## AIM OF THE EXERCISE
Repeat every record below exactly, leaving out the pictures.

(Natural language region descriptions)
<<<<

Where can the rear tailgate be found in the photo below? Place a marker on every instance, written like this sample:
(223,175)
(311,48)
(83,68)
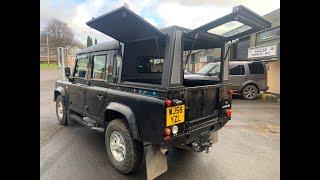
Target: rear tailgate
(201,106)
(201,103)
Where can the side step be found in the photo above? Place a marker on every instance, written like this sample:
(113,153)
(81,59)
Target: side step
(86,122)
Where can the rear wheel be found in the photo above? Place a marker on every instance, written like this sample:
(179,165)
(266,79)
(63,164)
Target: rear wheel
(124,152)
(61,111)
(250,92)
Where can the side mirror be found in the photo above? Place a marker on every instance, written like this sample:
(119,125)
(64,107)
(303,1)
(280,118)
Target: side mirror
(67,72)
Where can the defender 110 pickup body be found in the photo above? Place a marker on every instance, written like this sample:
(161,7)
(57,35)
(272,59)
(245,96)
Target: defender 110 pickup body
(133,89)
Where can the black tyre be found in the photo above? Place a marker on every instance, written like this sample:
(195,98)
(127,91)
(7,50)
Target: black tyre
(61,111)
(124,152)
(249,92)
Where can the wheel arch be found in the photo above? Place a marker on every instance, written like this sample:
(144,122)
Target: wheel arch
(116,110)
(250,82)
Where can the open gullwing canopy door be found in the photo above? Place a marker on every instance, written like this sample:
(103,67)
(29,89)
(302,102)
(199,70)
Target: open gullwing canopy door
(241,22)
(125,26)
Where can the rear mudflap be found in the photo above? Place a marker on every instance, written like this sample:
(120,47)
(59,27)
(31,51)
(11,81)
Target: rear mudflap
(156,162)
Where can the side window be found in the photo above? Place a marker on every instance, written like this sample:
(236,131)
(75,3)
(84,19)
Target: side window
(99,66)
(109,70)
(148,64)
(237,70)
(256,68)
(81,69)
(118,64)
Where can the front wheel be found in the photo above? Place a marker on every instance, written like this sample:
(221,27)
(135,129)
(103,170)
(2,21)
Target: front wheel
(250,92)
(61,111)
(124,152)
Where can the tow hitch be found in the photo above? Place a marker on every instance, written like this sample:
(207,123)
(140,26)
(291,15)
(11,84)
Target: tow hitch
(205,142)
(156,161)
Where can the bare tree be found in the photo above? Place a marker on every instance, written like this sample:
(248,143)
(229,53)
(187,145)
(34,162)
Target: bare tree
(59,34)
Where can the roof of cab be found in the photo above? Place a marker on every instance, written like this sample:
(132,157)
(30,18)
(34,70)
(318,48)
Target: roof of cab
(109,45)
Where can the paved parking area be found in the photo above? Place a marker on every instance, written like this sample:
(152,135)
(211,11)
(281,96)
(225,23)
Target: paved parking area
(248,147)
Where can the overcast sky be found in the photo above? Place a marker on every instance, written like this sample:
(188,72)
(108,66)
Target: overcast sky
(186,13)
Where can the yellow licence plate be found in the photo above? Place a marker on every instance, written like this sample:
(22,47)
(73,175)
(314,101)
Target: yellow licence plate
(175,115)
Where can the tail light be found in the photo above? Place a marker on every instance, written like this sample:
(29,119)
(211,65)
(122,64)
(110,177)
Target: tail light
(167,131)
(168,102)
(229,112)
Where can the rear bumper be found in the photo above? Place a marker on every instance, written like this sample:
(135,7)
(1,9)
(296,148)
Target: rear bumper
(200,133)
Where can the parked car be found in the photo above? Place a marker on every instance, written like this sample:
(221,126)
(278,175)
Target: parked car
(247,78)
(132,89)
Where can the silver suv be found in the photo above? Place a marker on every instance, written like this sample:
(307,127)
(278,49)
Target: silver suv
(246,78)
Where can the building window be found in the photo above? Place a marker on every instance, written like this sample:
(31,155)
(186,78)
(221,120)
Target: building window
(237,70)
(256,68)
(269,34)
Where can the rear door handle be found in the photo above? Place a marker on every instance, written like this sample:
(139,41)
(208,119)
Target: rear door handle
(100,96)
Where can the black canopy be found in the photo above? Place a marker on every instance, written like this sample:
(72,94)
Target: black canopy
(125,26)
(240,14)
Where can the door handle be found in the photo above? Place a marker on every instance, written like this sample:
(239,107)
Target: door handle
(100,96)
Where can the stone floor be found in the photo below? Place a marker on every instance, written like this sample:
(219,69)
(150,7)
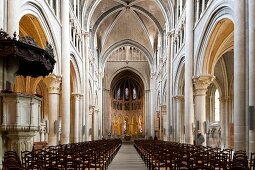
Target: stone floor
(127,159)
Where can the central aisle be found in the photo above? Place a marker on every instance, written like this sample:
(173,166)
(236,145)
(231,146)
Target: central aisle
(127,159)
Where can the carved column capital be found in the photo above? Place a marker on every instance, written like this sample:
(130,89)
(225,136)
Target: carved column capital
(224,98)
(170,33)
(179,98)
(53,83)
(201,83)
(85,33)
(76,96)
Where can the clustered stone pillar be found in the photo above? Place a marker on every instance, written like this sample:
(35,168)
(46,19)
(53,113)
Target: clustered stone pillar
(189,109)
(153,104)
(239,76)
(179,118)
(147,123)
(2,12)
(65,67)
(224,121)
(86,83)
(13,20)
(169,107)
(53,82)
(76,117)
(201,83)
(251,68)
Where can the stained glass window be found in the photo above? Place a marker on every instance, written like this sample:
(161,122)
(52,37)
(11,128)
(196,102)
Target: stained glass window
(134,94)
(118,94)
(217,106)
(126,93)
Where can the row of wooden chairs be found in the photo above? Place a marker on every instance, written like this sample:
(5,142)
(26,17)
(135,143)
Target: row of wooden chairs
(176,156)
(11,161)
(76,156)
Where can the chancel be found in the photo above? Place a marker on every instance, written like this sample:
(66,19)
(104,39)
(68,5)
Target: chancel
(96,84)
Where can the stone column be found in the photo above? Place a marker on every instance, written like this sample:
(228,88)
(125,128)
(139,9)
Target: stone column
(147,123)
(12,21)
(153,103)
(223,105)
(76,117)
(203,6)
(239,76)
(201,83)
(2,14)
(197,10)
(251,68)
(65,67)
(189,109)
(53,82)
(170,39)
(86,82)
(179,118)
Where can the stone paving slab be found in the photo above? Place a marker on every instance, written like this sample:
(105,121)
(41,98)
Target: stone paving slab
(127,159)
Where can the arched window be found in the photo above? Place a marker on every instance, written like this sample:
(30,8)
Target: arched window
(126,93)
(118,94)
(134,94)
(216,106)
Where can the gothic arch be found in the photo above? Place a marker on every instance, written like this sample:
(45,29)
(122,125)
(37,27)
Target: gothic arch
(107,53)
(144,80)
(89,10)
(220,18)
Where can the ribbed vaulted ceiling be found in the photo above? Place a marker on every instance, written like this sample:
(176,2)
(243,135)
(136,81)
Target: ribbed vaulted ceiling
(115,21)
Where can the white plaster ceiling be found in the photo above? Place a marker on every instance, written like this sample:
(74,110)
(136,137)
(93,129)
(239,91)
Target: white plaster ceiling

>>>>

## EXERCISE ANSWER
Where can the rear tailgate be found in the photo below? Place a marker on every instance, written like this sample:
(223,175)
(311,48)
(83,68)
Target: rear tailgate
(201,106)
(201,103)
Where can the side step be found in the photo above? Place a marker on every instance, written like this sample:
(113,153)
(81,59)
Target: side step
(86,122)
Where can the rear wheel be found in the photo above? Place a marker on every instance, written like this sample:
(179,165)
(266,79)
(63,164)
Target: rear wheel
(124,152)
(61,111)
(250,92)
Where can the side mirror be found in the photo above? Place a marker on every instance, written like this sample:
(119,125)
(64,107)
(303,1)
(280,118)
Target: side mirror
(67,72)
Where can the defender 110 pickup body be found in the photo above? Place a marker on every instance, written like this sample:
(161,7)
(57,35)
(272,59)
(245,96)
Target: defender 110 pickup body
(133,89)
Where can the black tyre be found in the photo above? Place a marker on every instance, written like this sample:
(195,98)
(127,91)
(7,50)
Target: black tyre
(61,111)
(124,152)
(249,92)
Where can the wheel arch be found in the photo above? Place a marker on every instance, written like this sample:
(144,122)
Target: wheel arch
(116,110)
(250,82)
Where can the open gullwing canopy door be found in the photo above? Place a marker on every instance, written like this sample:
(103,67)
(29,89)
(302,102)
(199,70)
Target: open gullwing canopy door
(241,22)
(125,26)
Where can the rear mudflap be found in the photo above? Place a marker on every instance, written like this sample:
(120,47)
(59,27)
(31,51)
(11,81)
Target: rear mudflap
(156,162)
Where can the side window be found in the photo above? Place a marker on every instance, written like this sample:
(236,131)
(75,3)
(84,19)
Target: side window
(99,66)
(109,70)
(148,64)
(237,70)
(256,68)
(81,69)
(118,64)
Where can the front wheel be found in the photo above? Place a marker on every instance, written like this sample:
(221,27)
(135,129)
(103,170)
(2,21)
Target: front wheel
(250,92)
(61,111)
(124,152)
Where can the tow hitch be found in the photo above? Place a marker on every instance, written like this sample:
(207,123)
(140,26)
(291,15)
(11,84)
Target: tow hitch
(205,142)
(156,161)
Where can the bare tree be found in the photo above? Place a marker on every instance, written like this sample:
(248,143)
(229,53)
(187,145)
(34,162)
Target: bare tree
(59,34)
Where can the roof of cab be found in the photo above? Place a marker on every instance, written like this sample:
(132,157)
(30,18)
(34,70)
(318,48)
Target: roof of cab
(109,45)
Where can the paved parking area be found in the photo above? Place a marker on every instance, written like this sample:
(152,135)
(211,11)
(281,96)
(225,23)
Target: paved parking area
(248,147)
Where can the overcast sky be found in the photo above? Place a marker on every instance, written like this sample:
(188,72)
(108,66)
Target: overcast sky
(186,13)
Where can the yellow licence plate be found in the photo above? Place a marker on every instance, written like this sample:
(22,47)
(73,175)
(314,101)
Target: yellow licence plate
(175,115)
Where can the tail light be found in the photo above? Place a marker on every instance, written like this sample:
(29,119)
(211,65)
(122,64)
(110,177)
Target: tail light
(167,131)
(168,102)
(229,112)
Where can the rear bumper be found in the photo above? Place a marker on every instance, written like this sample:
(135,7)
(1,9)
(296,148)
Target: rear bumper
(200,133)
Where can the parked car be found in the photo above? Place a marker on every instance, written like this sample:
(221,126)
(278,175)
Target: parked car
(247,78)
(132,89)
Where can the silver suv be found in the photo above? Place a marker on every instance, written like this sample:
(307,127)
(278,49)
Target: silver suv
(246,78)
Where can the building window be found in the photo above? Place a marker on every instance, written like this sample:
(31,155)
(186,78)
(221,120)
Target: building window
(237,70)
(256,68)
(269,34)
Where can the rear door handle be found in the photo above? Place a marker on every instance, written like this sample:
(139,41)
(208,119)
Target: rear door handle
(100,96)
Where can the black canopy be found in the photo above? Place a marker on every instance, written like this sample:
(72,94)
Target: black canopy
(125,26)
(240,14)
Where can the door handle be found in the photo above? Place a marker on every instance, written like this sample:
(239,107)
Target: door handle
(100,96)
Where can the stone floor be found in the photo below? Place a marker on every instance, written like this sample:
(219,69)
(150,7)
Target: stone floor
(127,159)
Where can the central aisle be found in the photo above? Place a marker on every instance, written like this sample:
(173,166)
(236,145)
(231,146)
Target: central aisle
(127,159)
Where can the carved column capital be found in the photo above? Place a marker on every instance, written like this sample:
(130,89)
(225,136)
Target: carved column capital
(224,98)
(170,33)
(179,98)
(53,83)
(201,83)
(85,33)
(76,96)
Where can the clustered stone pillar be found in the photo above? Place a marker on every instance, written like this sample:
(35,168)
(46,19)
(53,113)
Target: clustered stone pillar
(189,109)
(153,104)
(239,76)
(179,118)
(147,123)
(2,12)
(65,67)
(224,121)
(86,83)
(13,20)
(169,107)
(53,82)
(76,117)
(201,83)
(251,68)
Where can the stained glass window be found in the photo above? Place a marker on every instance, written like this sample:
(161,122)
(52,37)
(11,128)
(196,102)
Target: stained glass window
(134,94)
(118,94)
(217,106)
(126,93)
Where can the row of wooden chairs be found in the photo above? Place a marker on every instance, written like this sample:
(5,142)
(26,17)
(135,143)
Target: row of wooden chairs
(176,156)
(11,161)
(76,156)
Where can the chancel be found in the photo above? Place a marker on every instance, written like this sample:
(66,19)
(104,39)
(68,5)
Target: chancel
(96,84)
Where can the stone column be found in the photo above? Place a marker on every instance, written like this sample:
(228,88)
(125,128)
(139,9)
Target: stone column
(147,123)
(12,21)
(153,103)
(223,105)
(76,117)
(203,6)
(239,76)
(201,83)
(2,14)
(197,10)
(251,68)
(65,67)
(189,109)
(53,82)
(170,39)
(86,82)
(179,118)
Where can the stone paving slab be found in the photo above? Place a marker on every instance, written like this sample:
(105,121)
(41,98)
Target: stone paving slab
(127,159)
Where can the arched window be found in the photo above? Place a marker on every instance, written like this sample:
(30,8)
Target: arched window
(126,93)
(118,94)
(134,94)
(216,106)
Where can the gothic arch be found in the photo above? Place a marker on every instance, written like this sample:
(45,29)
(122,125)
(37,27)
Target: gothic arch
(107,53)
(144,80)
(89,10)
(220,18)
Where can the ribbed vaulted ceiling be found in the photo above? Place a marker on every instance, written like this sample:
(176,2)
(243,135)
(136,81)
Target: ribbed vaulted ceiling
(115,21)
Where can the white plaster ceiling be found in the photo above? Place a marker on every instance, written like this sample:
(74,110)
(136,137)
(93,129)
(239,91)
Target: white plaster ceiling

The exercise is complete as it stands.